• _TAREFAS PROPOSTAS_
[A] Copie fielmente o trecho selecionado, sobre as roupas descartadas no lixão, de “De lixo, roupas, solidariedade.” até “servirem ao lixo?”, incluindo este último.
[B] Indique somente o número de linhas que contêm a palavra “plank”.

• _TRECHO SELECIONADO_
De lixo, roupas, solidariedade.

“Desde o 11 de setembro de 2001 que o mundo não tem sido original. Não que eu deseje que atentados dessa magnitude se repitam: já bastam os homens-bomba, que viraram rotina. É só um desabafo: hoje, os absurdos se sucedem em escala industrial e os fatos novos são como mariposas, nascem e morrem no mesmo dia”. (Martha Medeiros, ZH 12.05.10)

       Roupas são simplesmente artigos para quem não precisa fazer uso delas. Não tem nenhum significado para além do valor mercadológico (do
quanto custam). Se não valem mais nada, porque não servirem ao lixo?
A imagem de um monte de roupas depositadas no lixão em Passo Fundo
revela faces da crueldade humana que já fazem parte de nossa
humanidade. A imagem impressiona tanto porque ela lembra outra imagem:
a de crianças, jovens e velhos, em dias de frio, passando frio por não
terem roupas suficientes para se aquecer em nosso rigoroso inverno.
Surge, então, a mais intrigante pergunta: o que é que motivou alguma
pessoa a decidir que estas roupas, ao invés de servir para agasalhar,
tivessem o destino de um lixão?

• _MATERIAL FORNECIDO_

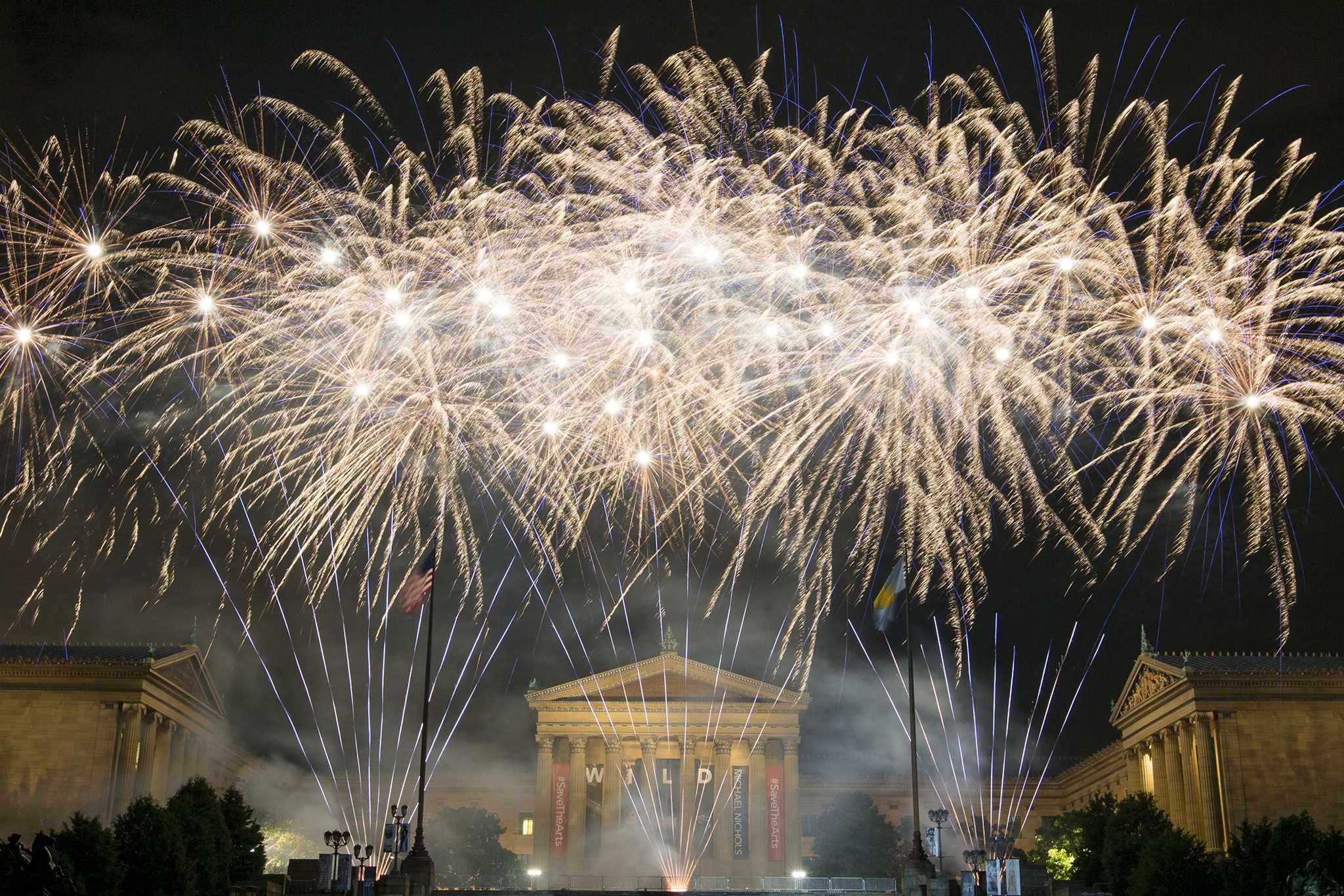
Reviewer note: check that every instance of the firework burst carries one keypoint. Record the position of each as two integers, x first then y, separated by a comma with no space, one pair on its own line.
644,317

* * *

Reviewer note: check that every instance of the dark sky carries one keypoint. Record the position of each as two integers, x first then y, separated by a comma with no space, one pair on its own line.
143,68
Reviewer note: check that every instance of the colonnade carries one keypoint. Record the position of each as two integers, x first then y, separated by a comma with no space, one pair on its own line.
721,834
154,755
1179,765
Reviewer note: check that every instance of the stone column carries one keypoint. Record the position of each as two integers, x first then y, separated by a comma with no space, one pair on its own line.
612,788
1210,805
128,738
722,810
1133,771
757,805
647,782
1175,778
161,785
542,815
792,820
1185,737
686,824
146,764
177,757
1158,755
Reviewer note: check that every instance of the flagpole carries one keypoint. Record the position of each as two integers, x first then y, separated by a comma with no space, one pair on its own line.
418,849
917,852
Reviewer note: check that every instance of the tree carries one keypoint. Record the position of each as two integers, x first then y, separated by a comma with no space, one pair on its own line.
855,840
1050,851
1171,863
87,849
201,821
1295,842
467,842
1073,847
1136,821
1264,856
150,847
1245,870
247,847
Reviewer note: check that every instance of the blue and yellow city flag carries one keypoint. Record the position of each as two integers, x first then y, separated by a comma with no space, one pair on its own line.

* * *

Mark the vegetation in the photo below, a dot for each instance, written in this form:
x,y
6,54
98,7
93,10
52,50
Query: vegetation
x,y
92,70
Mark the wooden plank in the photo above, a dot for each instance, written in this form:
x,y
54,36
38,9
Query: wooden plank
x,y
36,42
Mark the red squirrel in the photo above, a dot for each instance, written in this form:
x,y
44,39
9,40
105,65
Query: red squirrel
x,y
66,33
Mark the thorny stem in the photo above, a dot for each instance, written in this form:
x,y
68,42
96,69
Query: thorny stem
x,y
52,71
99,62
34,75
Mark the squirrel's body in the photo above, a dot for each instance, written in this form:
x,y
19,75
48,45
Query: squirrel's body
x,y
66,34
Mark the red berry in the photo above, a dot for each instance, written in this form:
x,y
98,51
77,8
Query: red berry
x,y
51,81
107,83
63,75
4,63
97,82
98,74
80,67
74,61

• _SOLUÇÕES DAS TAREFAS_
[A]
De lixo, roupas, solidariedade.

“Desde o 11 de setembro de 2001 que o mundo não tem sido original. Não que eu deseje que atentados dessa magnitude se repitam: já bastam os homens-bomba, que viraram rotina. É só um desabafo: hoje, os absurdos se sucedem em escala industrial e os fatos novos são como mariposas, nascem e morrem no mesmo dia”. (Martha Medeiros, ZH 12.05.10)

       Roupas são simplesmente artigos para quem não precisa fazer uso delas. Não tem nenhum significado para além do valor mercadológico (do
quanto custam). Se não valem mais nada, porque não servirem ao lixo?

[B] 2